**Aim of the exercise**. Give, as a bare number, the count of lines below that contain "bush".
(Given records)
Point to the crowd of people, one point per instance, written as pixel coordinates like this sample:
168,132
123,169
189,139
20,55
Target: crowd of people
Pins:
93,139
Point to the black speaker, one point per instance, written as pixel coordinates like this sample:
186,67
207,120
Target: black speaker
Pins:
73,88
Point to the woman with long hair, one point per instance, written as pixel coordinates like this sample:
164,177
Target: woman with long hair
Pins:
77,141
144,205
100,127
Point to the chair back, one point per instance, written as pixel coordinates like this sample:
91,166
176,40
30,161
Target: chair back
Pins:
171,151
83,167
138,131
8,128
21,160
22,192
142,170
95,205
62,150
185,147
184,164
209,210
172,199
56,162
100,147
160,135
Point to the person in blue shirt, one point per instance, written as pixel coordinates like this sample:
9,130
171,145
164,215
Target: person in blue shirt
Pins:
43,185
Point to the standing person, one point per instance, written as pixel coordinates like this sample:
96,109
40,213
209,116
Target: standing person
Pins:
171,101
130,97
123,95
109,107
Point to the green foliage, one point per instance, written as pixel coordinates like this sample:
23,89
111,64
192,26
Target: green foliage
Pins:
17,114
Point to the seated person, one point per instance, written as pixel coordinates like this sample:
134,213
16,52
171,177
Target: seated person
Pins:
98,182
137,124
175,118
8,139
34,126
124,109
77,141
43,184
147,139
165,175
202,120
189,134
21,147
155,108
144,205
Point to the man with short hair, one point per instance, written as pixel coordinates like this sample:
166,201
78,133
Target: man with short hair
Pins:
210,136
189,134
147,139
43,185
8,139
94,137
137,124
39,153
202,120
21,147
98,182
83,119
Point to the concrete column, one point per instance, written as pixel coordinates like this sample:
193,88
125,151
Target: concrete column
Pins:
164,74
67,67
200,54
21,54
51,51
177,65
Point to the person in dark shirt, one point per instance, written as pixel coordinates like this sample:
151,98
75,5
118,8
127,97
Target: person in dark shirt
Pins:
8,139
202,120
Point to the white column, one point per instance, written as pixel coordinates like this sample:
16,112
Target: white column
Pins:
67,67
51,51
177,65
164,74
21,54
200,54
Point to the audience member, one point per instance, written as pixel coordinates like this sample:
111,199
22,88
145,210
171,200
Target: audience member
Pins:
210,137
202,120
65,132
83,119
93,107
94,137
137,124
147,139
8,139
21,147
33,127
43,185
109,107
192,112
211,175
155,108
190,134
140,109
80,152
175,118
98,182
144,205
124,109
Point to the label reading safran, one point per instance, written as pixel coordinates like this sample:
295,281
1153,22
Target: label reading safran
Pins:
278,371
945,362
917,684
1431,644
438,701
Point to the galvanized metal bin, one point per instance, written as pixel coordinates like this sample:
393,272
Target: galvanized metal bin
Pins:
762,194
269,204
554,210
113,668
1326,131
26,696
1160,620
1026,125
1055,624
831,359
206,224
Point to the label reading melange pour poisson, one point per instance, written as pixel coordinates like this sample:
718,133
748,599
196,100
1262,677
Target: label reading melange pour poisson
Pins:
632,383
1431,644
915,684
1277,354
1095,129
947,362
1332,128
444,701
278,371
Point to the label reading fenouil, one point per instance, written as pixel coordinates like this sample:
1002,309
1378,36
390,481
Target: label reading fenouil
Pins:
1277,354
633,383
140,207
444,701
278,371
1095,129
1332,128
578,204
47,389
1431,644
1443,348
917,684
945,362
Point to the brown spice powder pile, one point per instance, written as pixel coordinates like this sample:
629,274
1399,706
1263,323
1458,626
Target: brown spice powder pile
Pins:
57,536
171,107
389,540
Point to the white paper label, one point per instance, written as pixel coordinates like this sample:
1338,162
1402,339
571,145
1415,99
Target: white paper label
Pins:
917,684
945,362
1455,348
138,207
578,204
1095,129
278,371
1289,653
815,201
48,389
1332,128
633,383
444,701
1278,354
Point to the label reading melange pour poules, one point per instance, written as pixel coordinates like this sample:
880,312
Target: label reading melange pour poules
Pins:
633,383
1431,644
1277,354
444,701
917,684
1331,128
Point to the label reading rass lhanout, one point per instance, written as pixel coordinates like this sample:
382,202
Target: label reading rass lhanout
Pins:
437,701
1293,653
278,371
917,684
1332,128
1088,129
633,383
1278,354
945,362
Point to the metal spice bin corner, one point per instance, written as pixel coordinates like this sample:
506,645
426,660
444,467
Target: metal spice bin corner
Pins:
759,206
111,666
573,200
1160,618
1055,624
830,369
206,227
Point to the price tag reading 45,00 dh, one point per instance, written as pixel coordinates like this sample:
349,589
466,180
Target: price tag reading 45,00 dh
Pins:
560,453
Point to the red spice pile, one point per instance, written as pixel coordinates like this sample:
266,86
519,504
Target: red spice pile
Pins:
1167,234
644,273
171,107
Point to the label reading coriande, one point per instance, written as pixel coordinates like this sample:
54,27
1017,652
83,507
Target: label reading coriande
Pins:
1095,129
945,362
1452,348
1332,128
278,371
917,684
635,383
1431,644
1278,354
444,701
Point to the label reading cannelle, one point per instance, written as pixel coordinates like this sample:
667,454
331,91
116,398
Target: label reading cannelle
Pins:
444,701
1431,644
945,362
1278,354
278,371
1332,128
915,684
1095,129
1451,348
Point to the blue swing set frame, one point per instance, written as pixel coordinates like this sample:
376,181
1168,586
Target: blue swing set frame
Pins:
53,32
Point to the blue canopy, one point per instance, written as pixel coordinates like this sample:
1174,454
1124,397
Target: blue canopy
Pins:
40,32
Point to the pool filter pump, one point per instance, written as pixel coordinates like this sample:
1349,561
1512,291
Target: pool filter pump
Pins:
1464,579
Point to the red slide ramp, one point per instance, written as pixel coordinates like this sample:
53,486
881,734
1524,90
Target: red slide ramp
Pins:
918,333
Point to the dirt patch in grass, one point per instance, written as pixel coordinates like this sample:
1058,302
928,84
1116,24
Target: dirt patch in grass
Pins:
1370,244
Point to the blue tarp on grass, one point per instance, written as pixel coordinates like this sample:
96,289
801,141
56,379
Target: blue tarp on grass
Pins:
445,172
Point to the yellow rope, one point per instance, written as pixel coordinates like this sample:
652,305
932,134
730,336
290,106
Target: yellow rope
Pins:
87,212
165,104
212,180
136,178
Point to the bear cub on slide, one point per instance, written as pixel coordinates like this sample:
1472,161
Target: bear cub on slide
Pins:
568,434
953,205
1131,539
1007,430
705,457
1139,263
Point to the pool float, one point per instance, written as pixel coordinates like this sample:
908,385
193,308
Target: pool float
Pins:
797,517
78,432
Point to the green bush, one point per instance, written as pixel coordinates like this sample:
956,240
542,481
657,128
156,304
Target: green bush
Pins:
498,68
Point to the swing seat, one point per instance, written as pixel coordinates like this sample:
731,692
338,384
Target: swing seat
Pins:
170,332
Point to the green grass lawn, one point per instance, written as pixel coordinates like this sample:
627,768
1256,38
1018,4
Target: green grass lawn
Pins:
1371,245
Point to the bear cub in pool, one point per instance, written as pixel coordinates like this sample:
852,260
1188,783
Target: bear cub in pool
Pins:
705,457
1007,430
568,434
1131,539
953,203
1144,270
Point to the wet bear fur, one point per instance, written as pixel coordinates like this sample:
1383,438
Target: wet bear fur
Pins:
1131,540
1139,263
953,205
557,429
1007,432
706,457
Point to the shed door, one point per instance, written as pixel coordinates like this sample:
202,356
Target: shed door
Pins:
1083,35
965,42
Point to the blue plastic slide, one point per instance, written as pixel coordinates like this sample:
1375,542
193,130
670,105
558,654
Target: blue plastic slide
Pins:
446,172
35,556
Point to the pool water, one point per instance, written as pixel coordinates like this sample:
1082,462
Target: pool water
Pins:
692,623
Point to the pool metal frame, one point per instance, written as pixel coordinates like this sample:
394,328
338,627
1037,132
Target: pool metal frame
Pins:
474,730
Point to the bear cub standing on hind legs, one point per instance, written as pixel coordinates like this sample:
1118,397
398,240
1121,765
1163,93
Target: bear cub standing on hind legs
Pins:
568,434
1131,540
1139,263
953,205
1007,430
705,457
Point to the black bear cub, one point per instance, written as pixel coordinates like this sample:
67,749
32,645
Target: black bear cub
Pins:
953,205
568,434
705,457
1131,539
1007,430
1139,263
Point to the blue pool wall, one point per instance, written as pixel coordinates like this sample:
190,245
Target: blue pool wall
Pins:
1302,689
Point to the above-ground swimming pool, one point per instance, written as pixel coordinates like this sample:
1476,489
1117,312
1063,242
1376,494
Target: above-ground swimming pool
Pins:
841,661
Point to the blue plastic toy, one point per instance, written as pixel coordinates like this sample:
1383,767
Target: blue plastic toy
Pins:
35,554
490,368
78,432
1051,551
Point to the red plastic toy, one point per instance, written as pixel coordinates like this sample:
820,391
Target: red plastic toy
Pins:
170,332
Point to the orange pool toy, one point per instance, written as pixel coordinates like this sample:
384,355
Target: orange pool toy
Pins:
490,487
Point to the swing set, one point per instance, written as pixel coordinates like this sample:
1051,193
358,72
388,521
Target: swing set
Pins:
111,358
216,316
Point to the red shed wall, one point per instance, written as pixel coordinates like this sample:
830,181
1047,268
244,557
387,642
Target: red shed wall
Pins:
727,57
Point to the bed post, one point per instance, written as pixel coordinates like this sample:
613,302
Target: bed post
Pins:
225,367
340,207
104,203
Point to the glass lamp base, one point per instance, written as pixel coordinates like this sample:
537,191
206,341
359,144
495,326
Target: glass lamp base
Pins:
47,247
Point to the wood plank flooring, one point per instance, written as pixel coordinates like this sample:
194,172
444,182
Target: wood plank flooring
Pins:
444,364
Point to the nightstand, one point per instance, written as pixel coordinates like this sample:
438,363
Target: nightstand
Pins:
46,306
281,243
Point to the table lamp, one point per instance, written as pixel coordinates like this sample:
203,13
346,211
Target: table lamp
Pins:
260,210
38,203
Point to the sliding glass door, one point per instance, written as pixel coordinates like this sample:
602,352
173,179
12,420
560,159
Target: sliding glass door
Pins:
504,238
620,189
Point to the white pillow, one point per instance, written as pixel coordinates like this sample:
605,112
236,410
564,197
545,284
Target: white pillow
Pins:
(End Given records)
**Problem solution**. 2